
  • I've come here because I'm curious about a specific person in my life. I'm already convinced they're, at best, a sociopath and they believe it as well. I haven't told him about the research I've been doing, but that's for myself to feel more confident in speaking to him. I wouldn't mind so much if this person was irrelevant to me, but that's not the case here; he's my boyfriend. We're still young, teenagers, so some might be led to believe that it's all apart of being "edgy" or otherwise. However, I'm genuinely convinced that my boyfriend may be a psychopath for many reasons. I've been looking up other sources such as "Can psychopaths love?" and the feelings that a psychopath can possibly experience. My boyfriend is a bit mentally deranged and I have to be there for him or else I know he'd fail completely. I'm not saying this because I'm egotistical, I say this from experience, as I've left him before. I had enough of the toxic relationship we once had and he became so depressed and distraught and was giving up on life entirely, going to commit suicide. I shrugged it off at first because I've heard the "I'll kill myself if you leave" stories, but this time was different. He seemed all too genuine and I suppose that's when my nurturing side kicked in and I began to help him again. Long story short, we're back together and things are going good but he has so many traits of a sociopath and now a psychopath that I'm beginning to take action by reading and informing myself on these mentalities so I'm prepared for the worse.

    • Levi, the best thing you could do is have him get a psych evaluation. Psychopathic people are not to be trifled with. A person in the "normal" range of the human spectrum could not comprehend the ways of a psychopath. They cannot be compared in any way to a "normal" person in any situation regarding thoughts, feelings, responses reactions etc. And they are genius at what they do in terms of gaslighting, manipulation, inflicting pain etc. They have no regard for you or anyone except for what they can get from you. They will gaslight you until you lose all natural instinct and then suck the life out of you until they replace you, become bored with you or they can't keep their socially acceptable mask on anymore and the true monster is revealed. They can and will ruin your life. I was married to one for over 2 decades. I developed PTSD from the relationship. Everything I imparted to you here is just the tip of the iceberg. I'll leave you with the warning that you most likely will not know that you are with a psychopath because they will prevent you from knowing through several avenues. Get a psych evaluation or leave. If the eval reveals he is one...run for your life. They cannot be helped or fixed.

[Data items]
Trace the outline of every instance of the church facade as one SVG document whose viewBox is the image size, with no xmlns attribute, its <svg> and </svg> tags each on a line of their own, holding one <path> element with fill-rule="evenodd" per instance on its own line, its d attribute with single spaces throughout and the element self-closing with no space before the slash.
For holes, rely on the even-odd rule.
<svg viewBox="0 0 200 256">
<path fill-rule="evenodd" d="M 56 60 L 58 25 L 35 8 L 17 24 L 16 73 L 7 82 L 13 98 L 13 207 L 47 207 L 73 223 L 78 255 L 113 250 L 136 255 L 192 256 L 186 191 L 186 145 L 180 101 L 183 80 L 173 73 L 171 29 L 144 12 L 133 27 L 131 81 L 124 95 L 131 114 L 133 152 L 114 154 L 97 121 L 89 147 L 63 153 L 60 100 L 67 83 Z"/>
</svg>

▶ **ABOUT THIS TASK**
In the text's reply addressed to Levi, list each activity named after "in terms of" in the sentence beginning "And they are genius at what they do". The data items are separate from the text and unrelated to it.

▶ **OUTPUT OF THE EXERCISE**
gaslighting, manipulation, inflicting pain